> [Written exercise]: Omit the images, then print each record below exactly as it reads.

> [Excerpted records]:

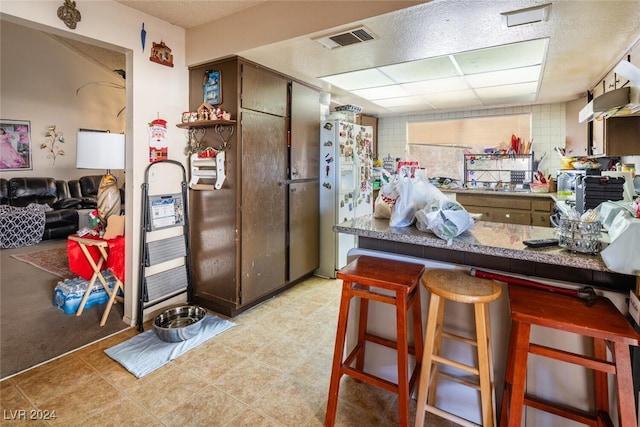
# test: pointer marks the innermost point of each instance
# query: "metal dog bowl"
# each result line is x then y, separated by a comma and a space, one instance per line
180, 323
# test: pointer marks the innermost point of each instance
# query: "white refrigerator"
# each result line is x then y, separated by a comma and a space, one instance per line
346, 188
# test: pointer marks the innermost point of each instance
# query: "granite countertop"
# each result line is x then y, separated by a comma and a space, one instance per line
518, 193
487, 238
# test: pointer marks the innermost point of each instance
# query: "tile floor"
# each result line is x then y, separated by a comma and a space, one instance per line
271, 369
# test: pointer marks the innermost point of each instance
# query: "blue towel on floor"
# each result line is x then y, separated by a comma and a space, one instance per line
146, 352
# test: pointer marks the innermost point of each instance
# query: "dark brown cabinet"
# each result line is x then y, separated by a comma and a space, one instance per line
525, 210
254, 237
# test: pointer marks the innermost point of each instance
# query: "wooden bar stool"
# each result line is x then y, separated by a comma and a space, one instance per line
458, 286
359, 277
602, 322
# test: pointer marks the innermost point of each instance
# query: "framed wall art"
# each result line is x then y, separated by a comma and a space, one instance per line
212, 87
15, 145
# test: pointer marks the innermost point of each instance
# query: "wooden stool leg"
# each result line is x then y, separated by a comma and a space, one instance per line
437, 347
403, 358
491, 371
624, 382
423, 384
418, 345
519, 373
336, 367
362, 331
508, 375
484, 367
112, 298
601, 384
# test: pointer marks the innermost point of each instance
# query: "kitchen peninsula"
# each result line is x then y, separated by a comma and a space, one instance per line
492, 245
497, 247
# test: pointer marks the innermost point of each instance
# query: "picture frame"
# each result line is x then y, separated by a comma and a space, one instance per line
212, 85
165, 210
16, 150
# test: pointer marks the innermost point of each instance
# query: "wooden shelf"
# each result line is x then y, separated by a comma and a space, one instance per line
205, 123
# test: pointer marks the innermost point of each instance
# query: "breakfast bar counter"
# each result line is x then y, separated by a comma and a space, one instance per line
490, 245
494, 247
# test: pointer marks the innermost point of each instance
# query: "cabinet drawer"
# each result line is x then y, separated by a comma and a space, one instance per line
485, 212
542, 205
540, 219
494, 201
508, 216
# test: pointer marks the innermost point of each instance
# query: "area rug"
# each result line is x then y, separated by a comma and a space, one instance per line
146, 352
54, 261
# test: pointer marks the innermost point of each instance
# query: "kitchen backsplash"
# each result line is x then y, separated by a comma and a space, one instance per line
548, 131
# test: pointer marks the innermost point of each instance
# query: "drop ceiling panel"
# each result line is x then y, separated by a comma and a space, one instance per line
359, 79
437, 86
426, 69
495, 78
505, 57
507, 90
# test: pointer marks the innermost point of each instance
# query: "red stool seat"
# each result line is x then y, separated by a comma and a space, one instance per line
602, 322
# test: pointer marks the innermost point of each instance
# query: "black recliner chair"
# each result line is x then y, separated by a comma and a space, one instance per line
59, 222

> [Output]:
# test: pointer marks the innermost point of each instance
# query: "metal dog bowl"
# each result line is x then y, separated by a comma and a space, one instance per line
180, 323
# test: pointer marks the innermost point of each instance
# query: "white refrigerator"
# each result line is x then y, separated by a comma and a space, one instance per line
346, 188
# test: pointer marks the innermost point of each instance
# query: "granite countertop"
# each result line is x then y, separated by a comma and a space, one instance per line
518, 193
487, 238
# test: pointer marks the innermost point of each instance
# query: "tile floor"
# each result line is x then y, separated by a comma and a space, one instance per line
271, 369
# test: pointer marks the innermost point of each instance
# query: "blue towel on floor"
# each result line is x then y, separated by a comma and a space, one instance per line
146, 352
# test: pointer marks the innermost point of each instance
# query: "dark brown cabinet"
# each result line is x then y, separated by a comma and a space, one instance per line
525, 210
254, 237
# test: pointer marks the innermost point of each instance
# query: "wooden bar stool"
# each result line is x then y, separated by a comma and a space, one instance per line
458, 286
359, 277
602, 322
# test: pointer marks the innermost point of each instance
# query: "framed wall art"
# each result line is x then y, separated by a comma and a space, one instance per line
212, 87
15, 145
# test: pointer marks the innermost point of each instance
# query: "wooden stool leg"
# each result line is x then y, separated by a comma and a space, one instance per line
437, 347
403, 358
491, 371
624, 382
423, 384
418, 345
519, 373
336, 367
362, 331
508, 375
484, 367
112, 298
601, 384
# test: pointer marks the innermost point of each instance
# query: "kitchen peninsula"
# each result line is x then y, separated by a comma and a space, one instance per line
492, 245
497, 247
# test: pointer marks the innermost point of each instance
# query: "picture frame"
# each result line is x then y, separated by a comma and a space, one instance per line
212, 85
165, 210
16, 150
# test: pointer marks the innermost point of each instance
# query: "wooden shelf"
# each result line is x then y, separated by a comma and a space, one instance per line
205, 123
# test: pointer marks the innermost point of each instance
# query: "breakfast bar counter"
# each result line is x then y, separated by a comma and a space, one instance per line
490, 245
494, 247
# test: pointer marks the innermost point of each instance
# query: "cabinet drawer"
# each result line is x then y, separated by a comma and a space, one instance per line
485, 212
542, 205
540, 219
494, 201
508, 216
# test: pointer marks the innermost point of each instance
# query: "area rug"
# each result line is x then y, separated by a comma and a space, one instance per line
146, 352
54, 261
# test: pointer marks the innermost point of each instance
# query: "kitchen backsplash"
# each result line is x then y, separated by a comma and a space, one instance per line
548, 131
# test: pointer marks the innermost point of each instance
# query: "drop ceiling panel"
# each result line is x then y, separated by a comma and a space, one instance per line
359, 79
437, 86
426, 69
495, 78
505, 57
507, 90
# test: pointer marks the innermost point of each instance
# query: "red stool seat"
# each result line is x then y, separated by a comma and a space, one instance per line
602, 322
# test: pointer marks the innermost point of each instance
# query: "black recliner chair"
# each result line is x then y, separated by a comma and a space, one instance per line
59, 222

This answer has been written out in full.